§ **Written tasks**
**a)** Please set down the passage of the RTNETLINK article that begins at the words "General networking environment" and stops after the words "RTM_DELADDR and RTM_GETADDR.".
**b)** In the RTNETLINK article, which header file does linux/rtnetlink.h also include because RTNETLINK is based on NETLINK?
**c)** Extend the RTNETLINK article, picking up after its last sentence.

§ **Excerpted passage**
┏━━

Manipulating the Networking Environment Using RTNETLINK

How to use RTNETLINK to develop applications that control networking.
RTNETLINK Functionality

A programmer who develops applications that use RTNETLINK must include the following #include files at a minimum:

#include <bits/sockaddr.h>
#include <asm/types.h>
#include <linux/rtnetlink.h>
#include <sys/socket.h>

These files contain the different definitions, such as data types and structures, required to make RTNETLINK calls. Here is a short explanation of what is defined in these files relevant to RTNETLINK:

  • bits/sockaddr.h: provides the definitions for the addresses used by socket functions.

  • asm/types.h: provides the definitions of the data types used in the header files related to NETLINK and RTNETLINK.

  • linux/rtnetlink.h: provides the macros and data structures that are used in RTNETLINK. Because RTNETLINK is based on NETLINK, this also includes the linux/netlink.h. netlink.h defines the general macros and structures that are used in all the NETLINK-based capabilities.

  • sys/socket.h: provides the function prototypes and the different data structures related to the socket implementation.

The operations that can be invoked using RTNETLINK are defined in the rtnetlink.h file. Each of the operations provides three possibilities of manipulation: add/update, delete or query. These three possibilities are identified by NEW, DEL and GET. Following are the manipulation operations allowed by RTNETLINK.

General networking environment manipulation services:

  • Link layer interface settings: identified by RTM_NEWLINK, RTM_DELLINK and RTM_GETLINK.

  • Network layer (IP) interface settings: RTM_NEWADDR, RTM_DELADDR and RTM_GETADDR.

  • Network layer routing tables: RTM_NEWROUTE, RTM_DELROUTE and RTM_GETROUTE.

┗━━

§ **Data**

┏━━

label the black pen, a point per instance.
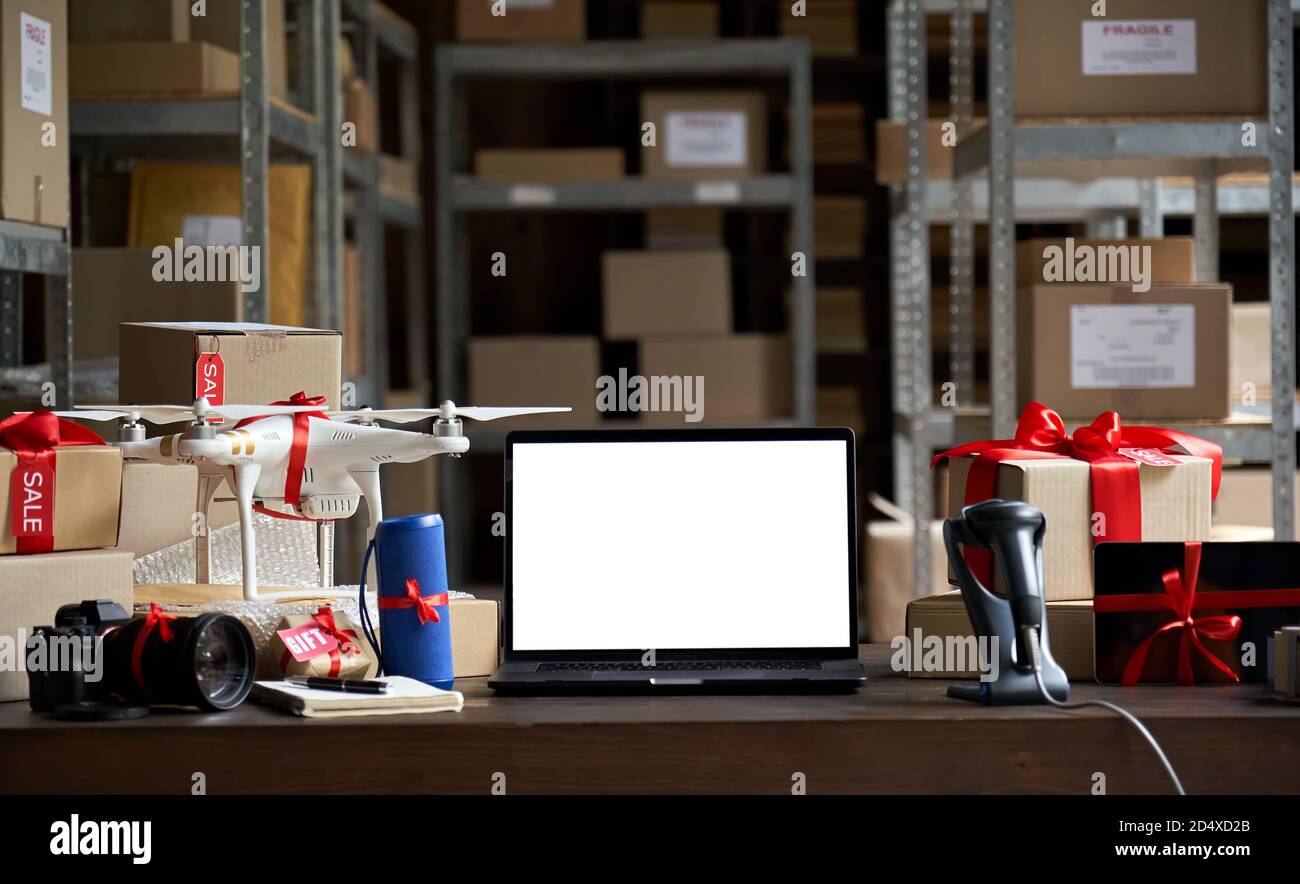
(343, 685)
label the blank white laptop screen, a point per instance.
(680, 545)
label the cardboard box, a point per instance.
(117, 285)
(1070, 628)
(668, 20)
(34, 165)
(549, 164)
(200, 202)
(1162, 354)
(263, 363)
(1169, 260)
(109, 70)
(746, 377)
(666, 294)
(1144, 57)
(525, 21)
(87, 492)
(703, 135)
(1175, 506)
(537, 371)
(33, 588)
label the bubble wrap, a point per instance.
(286, 557)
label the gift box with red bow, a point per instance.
(60, 486)
(1104, 482)
(1191, 612)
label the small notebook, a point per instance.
(404, 696)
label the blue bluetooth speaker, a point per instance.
(415, 618)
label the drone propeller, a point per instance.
(446, 411)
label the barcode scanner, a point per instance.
(1013, 628)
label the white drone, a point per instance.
(343, 453)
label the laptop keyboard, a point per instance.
(679, 666)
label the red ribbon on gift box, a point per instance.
(1116, 479)
(1182, 598)
(297, 453)
(33, 437)
(425, 606)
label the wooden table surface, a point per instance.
(895, 736)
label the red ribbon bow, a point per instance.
(33, 437)
(425, 606)
(297, 451)
(1116, 479)
(156, 619)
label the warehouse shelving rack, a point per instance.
(459, 194)
(1210, 147)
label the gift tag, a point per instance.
(31, 489)
(307, 641)
(1149, 456)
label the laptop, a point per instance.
(680, 559)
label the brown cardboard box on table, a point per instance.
(746, 377)
(117, 285)
(1142, 57)
(263, 363)
(524, 21)
(1156, 355)
(1070, 259)
(33, 588)
(537, 371)
(34, 165)
(666, 293)
(549, 164)
(705, 135)
(1175, 506)
(200, 204)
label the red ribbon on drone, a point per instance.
(33, 437)
(425, 606)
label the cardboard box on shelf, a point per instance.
(943, 618)
(745, 377)
(34, 168)
(549, 164)
(1162, 354)
(261, 363)
(33, 588)
(1070, 259)
(705, 135)
(202, 203)
(86, 484)
(677, 20)
(541, 371)
(523, 21)
(1175, 506)
(666, 293)
(117, 285)
(1143, 57)
(112, 70)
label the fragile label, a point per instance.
(707, 138)
(307, 641)
(1132, 346)
(1127, 48)
(37, 70)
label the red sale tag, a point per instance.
(307, 641)
(1149, 456)
(31, 495)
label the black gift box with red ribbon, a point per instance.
(1191, 612)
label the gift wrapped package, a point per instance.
(1191, 612)
(1105, 482)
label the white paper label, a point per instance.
(1132, 346)
(1127, 48)
(37, 90)
(212, 230)
(707, 138)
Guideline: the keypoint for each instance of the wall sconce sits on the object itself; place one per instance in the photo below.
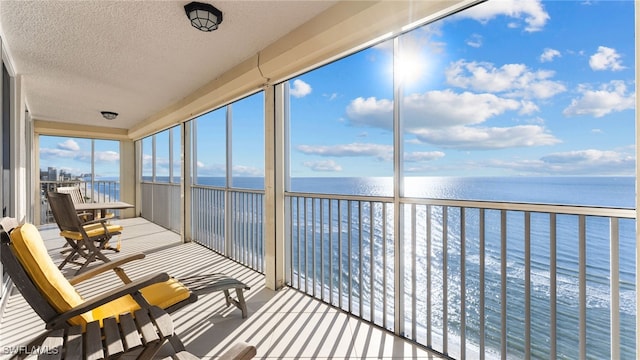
(203, 17)
(109, 115)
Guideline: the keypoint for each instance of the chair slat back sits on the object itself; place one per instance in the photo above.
(74, 191)
(64, 212)
(22, 280)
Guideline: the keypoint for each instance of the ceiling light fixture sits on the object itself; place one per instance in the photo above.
(109, 115)
(203, 17)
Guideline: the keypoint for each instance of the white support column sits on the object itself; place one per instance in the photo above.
(185, 180)
(19, 172)
(637, 25)
(274, 232)
(137, 194)
(129, 174)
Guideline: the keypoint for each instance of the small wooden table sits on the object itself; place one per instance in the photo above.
(102, 207)
(146, 328)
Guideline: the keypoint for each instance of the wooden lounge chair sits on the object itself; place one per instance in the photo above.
(54, 298)
(78, 198)
(87, 239)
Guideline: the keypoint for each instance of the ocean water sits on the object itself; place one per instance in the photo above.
(616, 192)
(588, 191)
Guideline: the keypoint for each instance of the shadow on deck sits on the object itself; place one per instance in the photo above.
(283, 324)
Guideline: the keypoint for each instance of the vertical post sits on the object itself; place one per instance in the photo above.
(274, 180)
(614, 275)
(130, 174)
(228, 203)
(398, 249)
(186, 181)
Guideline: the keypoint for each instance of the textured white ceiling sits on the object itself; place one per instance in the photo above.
(132, 57)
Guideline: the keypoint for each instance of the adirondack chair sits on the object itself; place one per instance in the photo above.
(78, 198)
(66, 313)
(87, 239)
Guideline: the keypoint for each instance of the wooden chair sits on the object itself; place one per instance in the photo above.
(54, 298)
(78, 198)
(87, 239)
(67, 315)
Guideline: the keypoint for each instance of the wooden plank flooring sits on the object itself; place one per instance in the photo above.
(284, 324)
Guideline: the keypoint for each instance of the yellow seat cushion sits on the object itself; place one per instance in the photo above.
(32, 254)
(162, 295)
(92, 230)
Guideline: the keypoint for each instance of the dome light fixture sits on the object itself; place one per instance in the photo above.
(109, 115)
(203, 17)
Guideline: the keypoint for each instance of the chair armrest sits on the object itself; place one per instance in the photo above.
(96, 221)
(127, 289)
(111, 265)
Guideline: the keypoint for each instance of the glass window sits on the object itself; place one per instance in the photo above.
(147, 159)
(210, 148)
(65, 159)
(248, 142)
(523, 96)
(341, 125)
(176, 155)
(162, 156)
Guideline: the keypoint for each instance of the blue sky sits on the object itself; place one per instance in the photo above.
(506, 88)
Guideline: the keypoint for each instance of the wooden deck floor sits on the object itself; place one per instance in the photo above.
(283, 324)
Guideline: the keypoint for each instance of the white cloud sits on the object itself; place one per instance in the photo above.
(379, 151)
(323, 165)
(610, 97)
(51, 153)
(529, 11)
(441, 108)
(510, 79)
(579, 162)
(447, 108)
(300, 89)
(243, 170)
(482, 138)
(475, 41)
(605, 59)
(549, 54)
(420, 156)
(70, 145)
(107, 156)
(371, 112)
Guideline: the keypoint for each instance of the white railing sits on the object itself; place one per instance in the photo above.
(472, 279)
(230, 221)
(161, 204)
(93, 191)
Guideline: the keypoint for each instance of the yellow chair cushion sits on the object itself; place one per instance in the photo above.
(32, 254)
(162, 295)
(92, 230)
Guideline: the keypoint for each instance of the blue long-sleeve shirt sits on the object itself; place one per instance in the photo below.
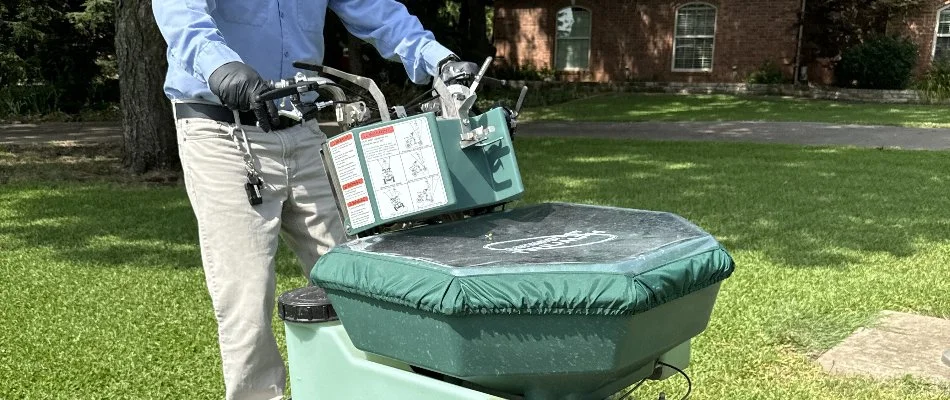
(269, 35)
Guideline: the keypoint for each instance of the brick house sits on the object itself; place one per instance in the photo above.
(929, 26)
(676, 41)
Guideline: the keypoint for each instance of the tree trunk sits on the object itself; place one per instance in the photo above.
(474, 26)
(148, 128)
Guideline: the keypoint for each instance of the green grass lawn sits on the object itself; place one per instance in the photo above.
(104, 295)
(667, 107)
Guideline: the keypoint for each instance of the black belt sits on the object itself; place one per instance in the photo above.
(222, 114)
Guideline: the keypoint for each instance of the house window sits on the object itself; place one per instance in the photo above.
(942, 37)
(694, 38)
(572, 39)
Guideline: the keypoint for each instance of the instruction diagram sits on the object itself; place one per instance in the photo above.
(395, 199)
(404, 171)
(418, 166)
(386, 171)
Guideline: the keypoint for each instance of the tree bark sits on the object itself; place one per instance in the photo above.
(474, 27)
(147, 125)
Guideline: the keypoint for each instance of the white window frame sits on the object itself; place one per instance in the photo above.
(933, 46)
(590, 15)
(715, 29)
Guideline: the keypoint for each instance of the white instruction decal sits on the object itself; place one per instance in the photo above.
(403, 168)
(347, 163)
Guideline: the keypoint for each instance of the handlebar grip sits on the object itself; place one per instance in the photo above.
(275, 94)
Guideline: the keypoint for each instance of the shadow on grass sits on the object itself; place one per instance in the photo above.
(74, 204)
(664, 107)
(800, 207)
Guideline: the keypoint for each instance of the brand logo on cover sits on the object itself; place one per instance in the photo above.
(539, 243)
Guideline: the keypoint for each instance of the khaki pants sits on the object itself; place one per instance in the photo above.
(239, 241)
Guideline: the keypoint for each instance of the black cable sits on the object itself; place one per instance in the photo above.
(635, 387)
(689, 383)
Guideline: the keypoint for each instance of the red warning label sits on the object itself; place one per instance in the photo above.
(341, 139)
(377, 132)
(357, 201)
(353, 184)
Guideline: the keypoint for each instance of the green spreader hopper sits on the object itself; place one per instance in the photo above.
(552, 301)
(448, 293)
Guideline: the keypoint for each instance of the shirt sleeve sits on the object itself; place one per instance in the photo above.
(396, 34)
(194, 42)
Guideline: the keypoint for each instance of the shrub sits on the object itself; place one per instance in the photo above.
(526, 72)
(934, 85)
(882, 62)
(768, 73)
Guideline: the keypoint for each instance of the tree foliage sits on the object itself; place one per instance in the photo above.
(832, 26)
(57, 43)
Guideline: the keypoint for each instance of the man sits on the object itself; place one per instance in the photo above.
(246, 186)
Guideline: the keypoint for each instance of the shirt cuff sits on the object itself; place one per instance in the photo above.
(432, 54)
(212, 56)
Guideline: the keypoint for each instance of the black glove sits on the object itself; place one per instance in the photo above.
(453, 70)
(237, 84)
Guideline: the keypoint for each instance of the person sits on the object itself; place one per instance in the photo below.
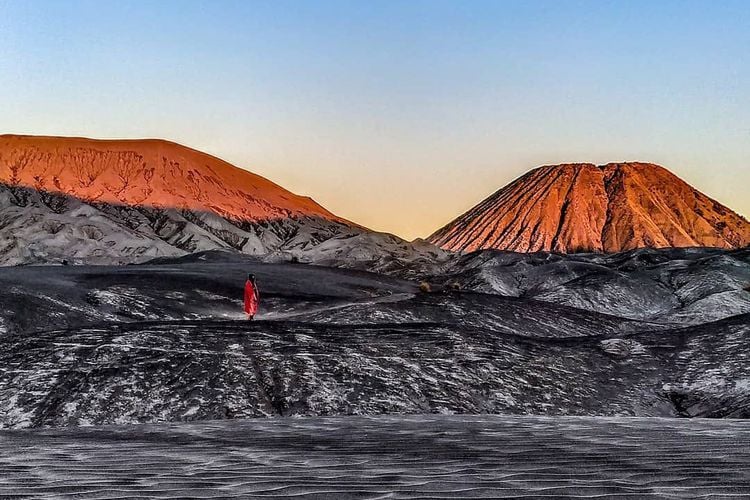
(252, 297)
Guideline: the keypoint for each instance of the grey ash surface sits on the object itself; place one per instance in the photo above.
(425, 456)
(167, 342)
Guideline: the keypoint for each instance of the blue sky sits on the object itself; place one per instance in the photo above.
(396, 114)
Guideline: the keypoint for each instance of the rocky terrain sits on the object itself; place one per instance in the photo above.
(676, 286)
(425, 456)
(117, 202)
(583, 207)
(166, 341)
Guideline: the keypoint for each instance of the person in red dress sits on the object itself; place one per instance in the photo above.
(252, 297)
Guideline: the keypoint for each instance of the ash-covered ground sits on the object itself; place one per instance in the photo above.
(425, 456)
(647, 333)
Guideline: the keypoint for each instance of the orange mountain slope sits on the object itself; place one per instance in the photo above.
(583, 207)
(148, 172)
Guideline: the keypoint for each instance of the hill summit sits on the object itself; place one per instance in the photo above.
(583, 207)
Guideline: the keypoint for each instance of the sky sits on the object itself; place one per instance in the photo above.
(399, 115)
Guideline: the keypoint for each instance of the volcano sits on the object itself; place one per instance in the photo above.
(151, 172)
(583, 207)
(127, 201)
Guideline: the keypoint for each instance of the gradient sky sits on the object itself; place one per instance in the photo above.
(396, 114)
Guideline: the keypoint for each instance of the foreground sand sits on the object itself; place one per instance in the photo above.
(385, 457)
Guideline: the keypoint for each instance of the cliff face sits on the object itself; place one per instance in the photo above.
(583, 207)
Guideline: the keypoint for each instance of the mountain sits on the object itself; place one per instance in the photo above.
(583, 207)
(124, 201)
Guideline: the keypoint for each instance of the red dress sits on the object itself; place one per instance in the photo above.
(251, 299)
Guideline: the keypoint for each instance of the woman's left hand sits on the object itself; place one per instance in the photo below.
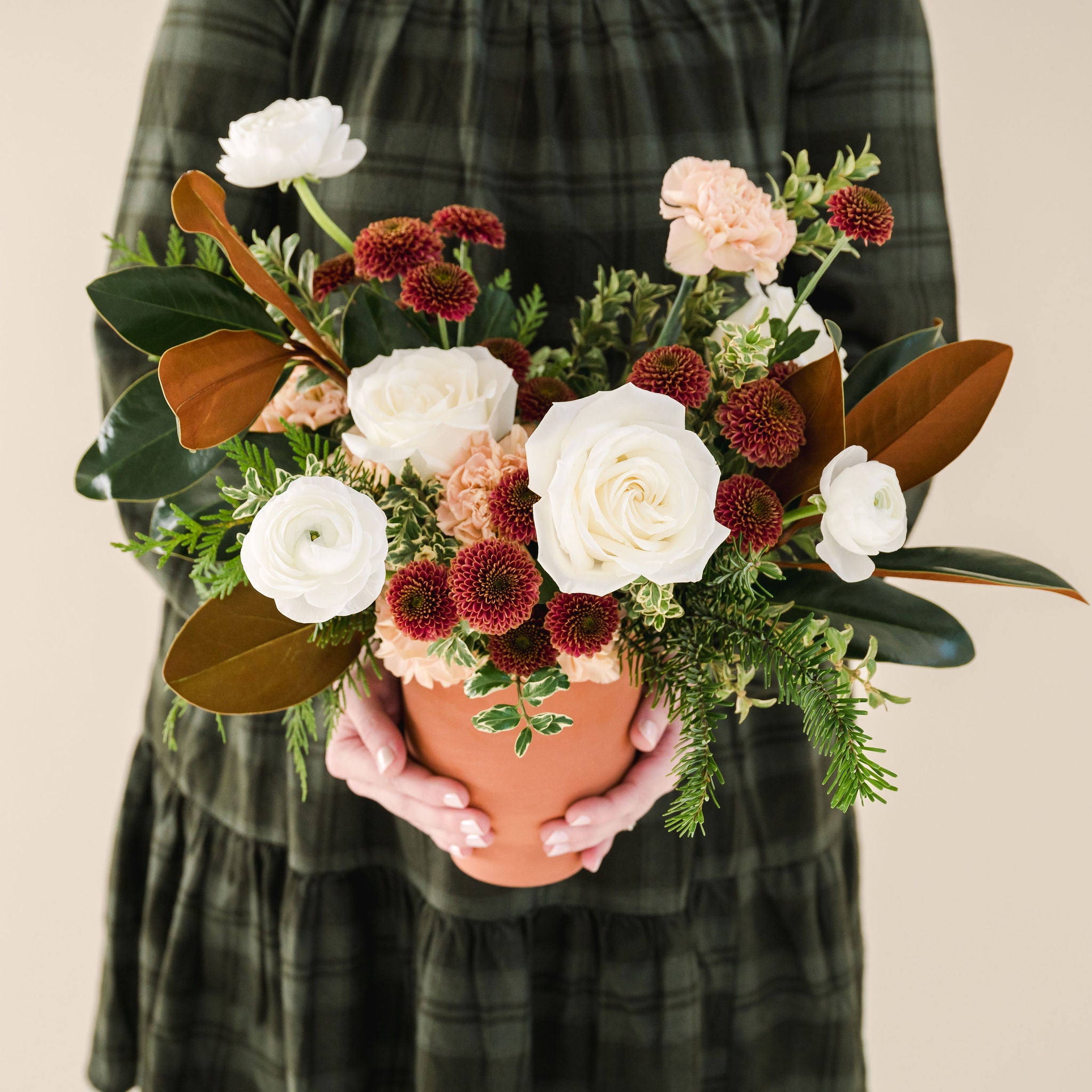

┗━━

§ **Exercise results**
**a)**
General networking environment manipulation services:

  • Link layer interface settings: identified by RTM_NEWLINK, RTM_DELLINK and RTM_GETLINK.

  • Network layer (IP) interface settings: RTM_NEWADDR, RTM_DELADDR and RTM_GETADDR.

**b)** linux/netlink.h

**c)**
  • Neighbor cache that associates network layer and link layer addressing: RTM_NEWNEIGH, RTM_DELNEIGH and RTM_GETNEIGH.

Traffic shaping (management) services:

  • Routing rules to direct network layer packets: RTM_NEWRULE, RTM_DELRULE and RTM_GETRULE.

  • Queuing discipline settings associated with network interfaces: RTM_NEWQDISC, RTM_DELQDISC and RTM_GETQDISC.

  • Traffic classes used together with queues: RTM_NEWTCLASS, RTM_DELTCLASS and RTM_GETTCLASS.

  • Traffic filters associated with a queuing: RTM_NEWTFILTER, RTM_DELTFILTER and RTM_GETTFILTER.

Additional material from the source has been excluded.